→ ACTIVITY
Begin at the line that contains "The service SHOULD place a point on the blurred" and repeat every line from there to the end of the records below, inclusive, without adding any other line.

[Referring expression pointing data]
┄┄┄┄┄┄┄┄┄┄

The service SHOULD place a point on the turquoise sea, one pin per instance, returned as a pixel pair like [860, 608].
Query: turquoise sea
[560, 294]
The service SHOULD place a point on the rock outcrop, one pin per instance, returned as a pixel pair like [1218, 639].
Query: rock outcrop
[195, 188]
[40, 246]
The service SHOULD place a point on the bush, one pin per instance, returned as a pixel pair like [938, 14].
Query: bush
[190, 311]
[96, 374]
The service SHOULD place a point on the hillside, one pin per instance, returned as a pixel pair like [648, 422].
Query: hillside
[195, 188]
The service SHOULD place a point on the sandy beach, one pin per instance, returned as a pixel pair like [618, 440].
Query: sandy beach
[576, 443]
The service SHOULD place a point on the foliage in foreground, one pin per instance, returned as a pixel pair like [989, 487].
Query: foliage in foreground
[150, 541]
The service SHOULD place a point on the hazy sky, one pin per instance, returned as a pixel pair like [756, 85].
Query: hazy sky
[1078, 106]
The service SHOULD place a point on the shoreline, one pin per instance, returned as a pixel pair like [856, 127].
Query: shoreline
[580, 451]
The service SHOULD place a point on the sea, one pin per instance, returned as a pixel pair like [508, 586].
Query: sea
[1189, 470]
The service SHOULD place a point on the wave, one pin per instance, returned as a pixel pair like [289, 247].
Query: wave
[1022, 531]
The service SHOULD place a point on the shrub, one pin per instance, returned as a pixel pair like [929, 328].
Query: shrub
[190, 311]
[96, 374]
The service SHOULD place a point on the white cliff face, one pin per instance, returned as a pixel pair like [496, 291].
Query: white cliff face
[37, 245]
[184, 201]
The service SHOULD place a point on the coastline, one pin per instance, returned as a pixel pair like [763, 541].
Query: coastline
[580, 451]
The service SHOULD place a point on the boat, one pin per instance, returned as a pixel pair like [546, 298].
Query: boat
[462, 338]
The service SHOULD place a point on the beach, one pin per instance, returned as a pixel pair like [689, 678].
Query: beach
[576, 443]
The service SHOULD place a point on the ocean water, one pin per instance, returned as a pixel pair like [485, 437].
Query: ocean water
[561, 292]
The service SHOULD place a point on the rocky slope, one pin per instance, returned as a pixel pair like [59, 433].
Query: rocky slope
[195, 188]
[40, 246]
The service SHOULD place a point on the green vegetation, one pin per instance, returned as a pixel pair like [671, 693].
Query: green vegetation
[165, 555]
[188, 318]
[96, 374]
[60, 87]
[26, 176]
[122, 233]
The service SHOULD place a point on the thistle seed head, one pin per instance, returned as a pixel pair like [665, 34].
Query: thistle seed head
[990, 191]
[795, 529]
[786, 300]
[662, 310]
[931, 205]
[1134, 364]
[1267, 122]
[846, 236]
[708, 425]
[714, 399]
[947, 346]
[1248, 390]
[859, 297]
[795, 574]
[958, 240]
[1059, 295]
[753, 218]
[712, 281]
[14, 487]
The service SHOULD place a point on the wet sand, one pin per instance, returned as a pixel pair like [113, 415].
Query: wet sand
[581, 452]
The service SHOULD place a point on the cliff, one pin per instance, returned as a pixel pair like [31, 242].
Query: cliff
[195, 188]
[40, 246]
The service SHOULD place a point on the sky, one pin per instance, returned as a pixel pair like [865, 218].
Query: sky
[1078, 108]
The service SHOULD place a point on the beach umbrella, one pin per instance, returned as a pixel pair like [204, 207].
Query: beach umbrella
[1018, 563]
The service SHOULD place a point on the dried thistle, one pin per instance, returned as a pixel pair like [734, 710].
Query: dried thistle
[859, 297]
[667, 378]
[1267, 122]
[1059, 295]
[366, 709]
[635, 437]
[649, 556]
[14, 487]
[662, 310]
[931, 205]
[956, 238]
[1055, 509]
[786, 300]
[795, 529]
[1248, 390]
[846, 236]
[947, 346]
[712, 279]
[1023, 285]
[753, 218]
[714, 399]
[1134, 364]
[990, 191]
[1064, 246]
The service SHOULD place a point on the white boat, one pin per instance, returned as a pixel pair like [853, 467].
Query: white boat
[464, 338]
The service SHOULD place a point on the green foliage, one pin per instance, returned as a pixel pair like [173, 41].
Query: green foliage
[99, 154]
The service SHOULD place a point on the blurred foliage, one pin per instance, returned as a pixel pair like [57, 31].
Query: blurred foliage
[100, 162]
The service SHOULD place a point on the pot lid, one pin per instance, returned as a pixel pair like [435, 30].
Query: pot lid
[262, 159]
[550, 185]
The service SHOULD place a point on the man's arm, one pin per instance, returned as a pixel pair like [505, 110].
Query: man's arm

┄┄┄┄┄┄┄┄┄┄

→ WRITTEN SOLUTION
The service SHOULD place a point on the blurred foliage, one pin per instance, returned as a pixel pair like [57, 31].
Query: blurred foliage
[100, 162]
The service SHOULD place a point on the pot lid, one pin per instance, returned as a pixel pair like [435, 30].
Query: pot lid
[262, 159]
[550, 185]
The service SHOULD place a point on the man's arm, one pin per instance, returned as a pixel pair like [505, 110].
Query: man's arm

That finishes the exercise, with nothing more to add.